Given request 1>
Copy out the Kandahar passage from "The attack was" to "on January 10.", word for word.
Given request 2>
Summarize the Kandahar passage in two sentences.

The attack was yet another devastating blow to Kandahar, one of Afghanistan’s most strategically important and notoriously complex cities.
Before the US-led invasion in 2001, it was the spiritual home of the Taliban government and relatively secure thanks to the regime’s strict interpretation of Sharia. But the city has since become synonymous with the relentless violence that has swept across Afghanistan. “Kandahar has been destroyed,” said Mr Karzai. “All its well-known intellectuals and its educated and experienced men have been martyred.”
Insurgents, criminal net- works, warlords and corrupt government officials operate in and around the city, sometimes in tandem with one another. This often makes it impossible to know who is behind attacks such as the one on January 10.
The UAE is investigating the bombing and the Afghan government has claimed that the Taliban were responsible with help from “foreign hands”, usually a reference to Pakistan. The Taliban have denied responsibility.

(Picture region markup data)
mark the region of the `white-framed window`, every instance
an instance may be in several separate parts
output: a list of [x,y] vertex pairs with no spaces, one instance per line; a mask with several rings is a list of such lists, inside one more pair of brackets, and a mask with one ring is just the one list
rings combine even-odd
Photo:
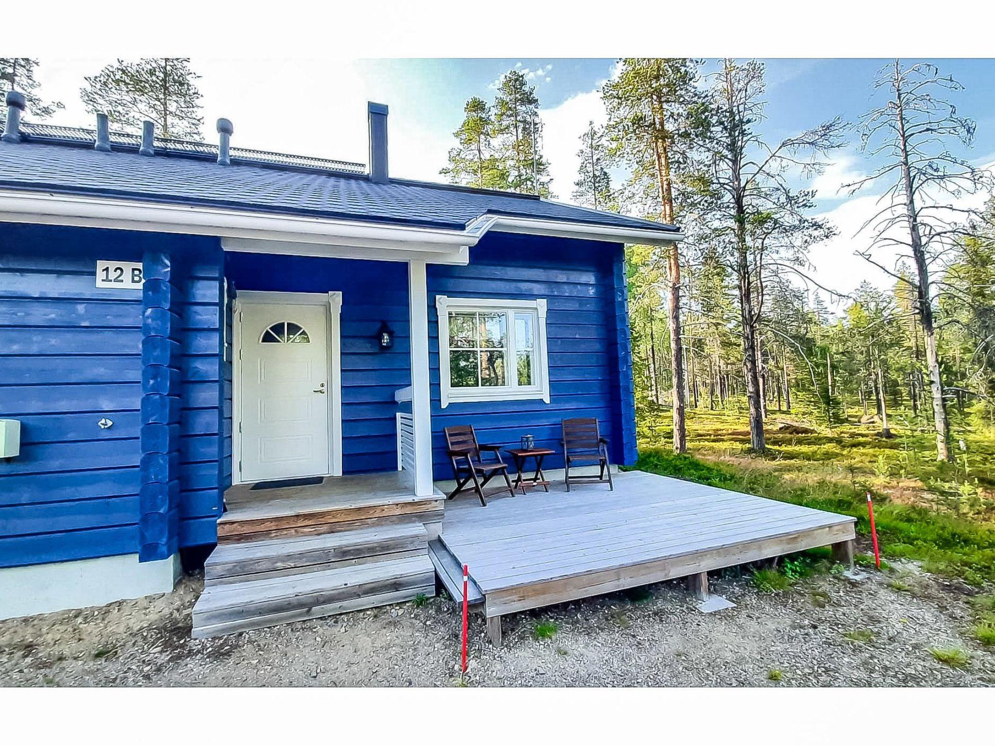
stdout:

Solution 1>
The attack was yet another devastating blow to Kandahar, one of Afghanistan’s most strategically important and notoriously complex cities.
Before the US-led invasion in 2001, it was the spiritual home of the Taliban government and relatively secure thanks to the regime’s strict interpretation of Sharia. But the city has since become synonymous with the relentless violence that has swept across Afghanistan. “Kandahar has been destroyed,” said Mr Karzai. “All its well-known intellectuals and its educated and experienced men have been martyred.”
Insurgents, criminal net- works, warlords and corrupt government officials operate in and around the city, sometimes in tandem with one another. This often makes it impossible to know who is behind attacks such as the one on January 10.

Solution 2>
Kandahar was the Taliban government's relatively secure spiritual home before the 2001 US-led invasion, but it has since become known for relentless violence. Insurgents, criminal networks, warlords and corrupt officials operate around the city, which often makes it impossible to know who is behind attacks, and while the Afghan government blames the Taliban with help from "foreign hands" for a bombing the UAE is investigating, the Taliban deny responsibility.